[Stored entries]
------------------------
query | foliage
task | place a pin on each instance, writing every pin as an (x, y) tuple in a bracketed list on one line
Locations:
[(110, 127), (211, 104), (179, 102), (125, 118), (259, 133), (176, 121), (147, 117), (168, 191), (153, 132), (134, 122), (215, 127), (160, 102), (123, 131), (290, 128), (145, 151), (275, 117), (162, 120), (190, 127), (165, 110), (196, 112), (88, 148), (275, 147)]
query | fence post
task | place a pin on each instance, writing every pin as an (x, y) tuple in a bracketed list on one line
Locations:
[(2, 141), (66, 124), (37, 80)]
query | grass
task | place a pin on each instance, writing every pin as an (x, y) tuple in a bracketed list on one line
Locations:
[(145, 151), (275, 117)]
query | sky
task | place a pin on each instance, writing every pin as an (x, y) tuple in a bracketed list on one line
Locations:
------------------------
# Exercise requirements:
You are asked to transcribe the complete data exactly.

# Written reply:
query | foliage
task | place a pin on each instance, writing every pin as an (x, y) tuple in a bracketed list on one line
Locations:
[(110, 127), (211, 104), (179, 102), (125, 118), (259, 133), (176, 121), (147, 117), (168, 191), (153, 132), (134, 122), (215, 127), (160, 102), (123, 131), (290, 128), (145, 151), (275, 117), (162, 120), (190, 127), (165, 110), (196, 112), (88, 148), (275, 147)]
query | fence post
task | place a pin on each instance, writing every pin as an (x, y) tuple in a bracketed list on one line
Locations:
[(2, 141), (66, 124), (37, 80)]
query | grass
task | place a pin on each instance, writing every pin as an (x, y) tuple in a bracketed list on one line
Locations:
[(145, 151), (275, 117)]
query | sky
task | place a pin on each instance, writing every pin as an (x, y) tuple in a bracketed list on one line
Locations:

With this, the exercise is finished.